> **SHORT EXERCISE**: Copy each of the lines below word for word, without changing anything.
--
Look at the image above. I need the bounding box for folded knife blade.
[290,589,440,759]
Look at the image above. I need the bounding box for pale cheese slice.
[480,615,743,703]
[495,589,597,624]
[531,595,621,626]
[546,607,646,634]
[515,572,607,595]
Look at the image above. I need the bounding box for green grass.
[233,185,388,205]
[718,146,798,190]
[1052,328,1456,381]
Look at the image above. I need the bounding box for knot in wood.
--
> **TASK OUTPUT**:
Look at the image above. I need the bounding box for folded knife blade.
[290,589,440,759]
Look at the image above. I need the bounding box for pale cheese slice.
[480,615,743,703]
[495,589,597,624]
[531,595,621,626]
[546,607,646,634]
[515,572,607,595]
Look at the image above. I need the bounding box for green grass.
[233,185,388,205]
[718,146,798,190]
[1052,328,1456,381]
Look at the image above. I need the bounding box for knot in wood.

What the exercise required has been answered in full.